Actividad:
Continúa el texto sobre la palabra «depender» a partir de su última oración.

Texto de lectura:
■ ■ ■

¿A dónde vas si estás solo?
¡Hola, humanos!
Me encanta viajar porque te das espacio para pensar. Y cuando piensas, pasa esto: acabas escribiendo textos como este.
Hoy mis reflexiones giran en torno a la palabra “depender”. Una palabra preciosa a la que le hemos cogido cierta fobia, probablemente por una mala interpretación de su significado.
“No dependas de nada ni de nadie.”
“Viaja solo, llegarás más lejos.”
Y bueno, puede que estas frases tengan algo de razón. No todo es blanco o negro. Pero también es cierto que uno puede llegar a pensar que solo está mejor... Aunque, seamos honestos: la vida es compartir.
Desde tiempos inmemoriales, el ser humano ha vivido en tribu, en comunidad. Rodeado. Porque nadie sobrevive solo eternamente. Necesitamos a los demás, aunque los coaches modernos parezcan haberlo olvidado entre sus frases motivacionales y fondos de pantalla con montañas.
Gracias a la antropología, sabemos que somos una especie social que ha sobrevivido gracias a la cooperación, especialmente en la infancia. La comunidad ha sido vital para el desarrollo humano. Y gracias a esa interdependencia, fuimos capaces de cruzar océanos, levantar civilizaciones enteras…
…y aunque cruzamos océanos y levantamos civilizaciones, seguimos dando vueltas en círculos con nuestras inseguridades más básicas.
Llegamos al mundo desvalidos. La cría humana es de las que más tiempo permanece vulnerable y pegada a sus progenitores. ¡Tarda más de 6 meses en poder desplazarse por sí sola! Pensemos en otras especies: los peces y los pájaros parecen entrar en la edad adulta de golpe... y tienen que espabilar cagando leches.

■ ■ ■

Datos registrados:
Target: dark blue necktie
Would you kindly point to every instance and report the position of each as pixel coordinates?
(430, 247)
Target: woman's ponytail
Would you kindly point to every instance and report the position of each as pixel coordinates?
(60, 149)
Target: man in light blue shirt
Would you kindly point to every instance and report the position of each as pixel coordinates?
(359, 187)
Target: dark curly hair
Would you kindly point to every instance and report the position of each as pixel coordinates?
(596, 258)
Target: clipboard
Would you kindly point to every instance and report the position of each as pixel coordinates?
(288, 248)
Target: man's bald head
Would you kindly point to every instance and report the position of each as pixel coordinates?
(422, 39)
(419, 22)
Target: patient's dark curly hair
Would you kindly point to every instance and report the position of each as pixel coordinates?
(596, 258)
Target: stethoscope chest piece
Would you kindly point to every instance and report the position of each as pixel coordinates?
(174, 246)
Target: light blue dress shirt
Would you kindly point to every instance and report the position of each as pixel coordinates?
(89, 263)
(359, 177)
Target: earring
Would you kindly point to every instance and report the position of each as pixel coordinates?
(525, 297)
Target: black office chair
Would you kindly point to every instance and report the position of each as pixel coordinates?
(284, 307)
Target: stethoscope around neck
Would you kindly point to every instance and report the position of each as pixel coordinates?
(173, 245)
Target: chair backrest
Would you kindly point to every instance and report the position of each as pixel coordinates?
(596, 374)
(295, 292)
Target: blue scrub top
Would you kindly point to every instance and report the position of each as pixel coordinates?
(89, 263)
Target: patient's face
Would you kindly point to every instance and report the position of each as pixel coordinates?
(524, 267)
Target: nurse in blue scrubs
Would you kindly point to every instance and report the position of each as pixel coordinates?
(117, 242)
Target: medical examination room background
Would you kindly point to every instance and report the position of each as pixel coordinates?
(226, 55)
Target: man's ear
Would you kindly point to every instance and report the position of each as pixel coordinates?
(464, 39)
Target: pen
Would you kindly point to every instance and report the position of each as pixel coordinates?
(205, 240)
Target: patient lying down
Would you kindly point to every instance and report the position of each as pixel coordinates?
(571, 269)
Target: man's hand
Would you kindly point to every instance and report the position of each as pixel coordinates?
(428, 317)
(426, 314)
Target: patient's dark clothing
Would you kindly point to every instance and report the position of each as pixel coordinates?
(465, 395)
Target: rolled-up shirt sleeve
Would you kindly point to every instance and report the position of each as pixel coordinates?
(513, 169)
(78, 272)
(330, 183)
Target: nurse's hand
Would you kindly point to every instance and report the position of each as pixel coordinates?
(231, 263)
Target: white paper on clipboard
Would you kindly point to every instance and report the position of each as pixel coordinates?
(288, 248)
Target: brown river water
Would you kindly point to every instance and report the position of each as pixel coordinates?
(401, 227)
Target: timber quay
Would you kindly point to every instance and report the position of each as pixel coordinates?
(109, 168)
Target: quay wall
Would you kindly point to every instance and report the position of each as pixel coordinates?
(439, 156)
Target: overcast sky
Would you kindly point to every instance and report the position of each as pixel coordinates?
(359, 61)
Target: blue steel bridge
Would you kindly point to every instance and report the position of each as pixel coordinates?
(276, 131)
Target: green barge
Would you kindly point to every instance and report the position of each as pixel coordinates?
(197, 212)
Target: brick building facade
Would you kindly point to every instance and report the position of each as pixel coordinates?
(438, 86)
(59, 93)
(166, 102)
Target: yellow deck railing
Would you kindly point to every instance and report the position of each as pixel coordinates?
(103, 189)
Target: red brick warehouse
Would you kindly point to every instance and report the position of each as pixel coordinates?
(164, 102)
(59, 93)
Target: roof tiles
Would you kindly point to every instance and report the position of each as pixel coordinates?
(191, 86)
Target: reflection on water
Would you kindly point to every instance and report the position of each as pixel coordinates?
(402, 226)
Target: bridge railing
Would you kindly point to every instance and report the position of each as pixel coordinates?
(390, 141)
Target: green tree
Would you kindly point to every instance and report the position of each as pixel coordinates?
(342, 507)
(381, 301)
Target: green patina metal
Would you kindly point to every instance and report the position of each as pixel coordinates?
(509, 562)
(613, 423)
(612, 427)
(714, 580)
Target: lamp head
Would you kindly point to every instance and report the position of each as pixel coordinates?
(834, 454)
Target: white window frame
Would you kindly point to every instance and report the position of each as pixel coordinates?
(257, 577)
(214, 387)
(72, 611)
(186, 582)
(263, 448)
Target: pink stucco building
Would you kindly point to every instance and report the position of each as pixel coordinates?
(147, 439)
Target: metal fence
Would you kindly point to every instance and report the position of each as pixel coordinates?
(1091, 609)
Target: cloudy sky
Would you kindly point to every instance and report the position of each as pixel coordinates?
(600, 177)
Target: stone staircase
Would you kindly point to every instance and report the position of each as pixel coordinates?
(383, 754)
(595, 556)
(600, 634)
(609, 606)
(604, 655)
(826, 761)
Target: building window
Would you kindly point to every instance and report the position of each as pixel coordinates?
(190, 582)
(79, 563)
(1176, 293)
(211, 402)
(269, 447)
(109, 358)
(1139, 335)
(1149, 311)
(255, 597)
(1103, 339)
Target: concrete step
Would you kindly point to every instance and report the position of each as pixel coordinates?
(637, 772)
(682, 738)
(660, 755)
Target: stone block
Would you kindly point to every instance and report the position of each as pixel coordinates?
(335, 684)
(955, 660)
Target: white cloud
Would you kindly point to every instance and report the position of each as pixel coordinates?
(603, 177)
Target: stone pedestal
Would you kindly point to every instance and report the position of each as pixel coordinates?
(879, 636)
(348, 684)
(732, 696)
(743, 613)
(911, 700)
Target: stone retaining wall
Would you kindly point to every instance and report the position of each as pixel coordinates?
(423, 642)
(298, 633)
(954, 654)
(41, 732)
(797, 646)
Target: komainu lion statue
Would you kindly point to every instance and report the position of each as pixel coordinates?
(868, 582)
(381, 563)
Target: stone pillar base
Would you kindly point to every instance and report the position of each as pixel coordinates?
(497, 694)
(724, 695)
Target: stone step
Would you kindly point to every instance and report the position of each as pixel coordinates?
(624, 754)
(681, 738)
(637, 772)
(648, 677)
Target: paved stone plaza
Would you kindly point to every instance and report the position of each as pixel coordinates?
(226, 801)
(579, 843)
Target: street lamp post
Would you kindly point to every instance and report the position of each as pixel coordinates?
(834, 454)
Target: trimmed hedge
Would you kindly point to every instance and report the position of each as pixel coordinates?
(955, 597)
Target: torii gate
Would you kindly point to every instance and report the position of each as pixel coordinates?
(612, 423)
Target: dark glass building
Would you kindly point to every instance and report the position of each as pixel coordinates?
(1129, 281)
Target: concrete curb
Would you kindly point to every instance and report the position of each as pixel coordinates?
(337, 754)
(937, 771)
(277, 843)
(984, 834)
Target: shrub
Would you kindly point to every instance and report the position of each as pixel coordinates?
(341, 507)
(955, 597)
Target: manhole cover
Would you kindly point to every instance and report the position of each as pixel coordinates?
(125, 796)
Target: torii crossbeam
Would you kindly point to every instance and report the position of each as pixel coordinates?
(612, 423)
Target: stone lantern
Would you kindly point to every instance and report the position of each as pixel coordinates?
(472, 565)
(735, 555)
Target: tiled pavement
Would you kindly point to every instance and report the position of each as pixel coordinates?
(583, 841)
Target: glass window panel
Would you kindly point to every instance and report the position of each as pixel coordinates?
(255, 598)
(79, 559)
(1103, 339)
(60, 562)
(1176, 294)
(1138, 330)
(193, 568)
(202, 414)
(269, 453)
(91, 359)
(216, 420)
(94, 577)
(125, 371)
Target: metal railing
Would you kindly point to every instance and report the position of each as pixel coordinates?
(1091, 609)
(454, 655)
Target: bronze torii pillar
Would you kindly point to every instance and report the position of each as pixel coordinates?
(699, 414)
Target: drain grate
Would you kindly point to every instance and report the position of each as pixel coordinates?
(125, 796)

■ ■ ■

Respuesta:
Vamos creciendo, sí, pero en cada etapa de nuestra vida necesitamos de alguien. Quizá el ciclo natural sea: cuidados en la infancia, dependencia emocional en la adultez, y en la vejez (o en una enfermedad temprana), volvemos a necesitar manos que cuidan. Padres, familia, amigos, pareja, vecinos... Eso no desaparece ni en las sociedades más individualistas.
Todo esto lo pensé esta semana después de ver a varias personas llorar (yo incluida, ¡hola, emociones desbordadas!). Y en todos los casos, fue sanador que alguien te tendiera un pañuelo, literal o metafórico, y te escuchara sin prisa, sin juicio. Solo con presencia.
A veces, como en el caso de mi padre o mi abuela, las lágrimas surgen al necesitar ayuda física. Manos que cuidan. Manos que quieren estar ahí.
Sé que aceptar eso puede ser duro. Nos gusta sentirnos capaces. Pero la verdadera fortaleza también está en dejarse ayudar, en mostrarse vulnerable sin perder la dignidad. Es vital recordar que somos humanos. Y que, aunque nuestras sociedades occidentales insistan en que debemos ser autosuficientes hasta para sufrir, eso es una utopía… y además, bastante fea. (Nota cultural: véase el documental de Netflix Damn Rash).
En lo emocional, también se agradece una mano amiga: alguien que te eche un cable cuando te vas de viaje, que te cuide el gato, que te escuche en un momento de colapso o simplemente te abrace en tus peores días. Por eso es tan importante recordar que hay que cuidar, pero también saber dejarse cuidar.
Como decía mi maestra de meditación:
“No puedes solucionar un problema con la misma herramienta que lo creó (tu mente). Necesitas otra mente para ver más lejos.”
Eso es depender también: permitir que otra mirada te ayude a ver más allá del caos interno. Porque cuando alguien viene a cuidarte, no lo hace por pena, ni por compasión condescendiente. Lo hace por amor. Por lo que tú también has sembrado.
Así que, depender no nace de la fragilidad, sino del amor.
Es un gesto mutuo. Un te cuido porque puedo, porque quiero, porque sé que tú harías lo mismo por mí. Y eso, para mí, es la verdadera fuerza.
Entonces dime… ¿vas a seguir presumiendo de “no necesitar a nadie” o te vas a dejar querer un poco, alma penitente de cactus?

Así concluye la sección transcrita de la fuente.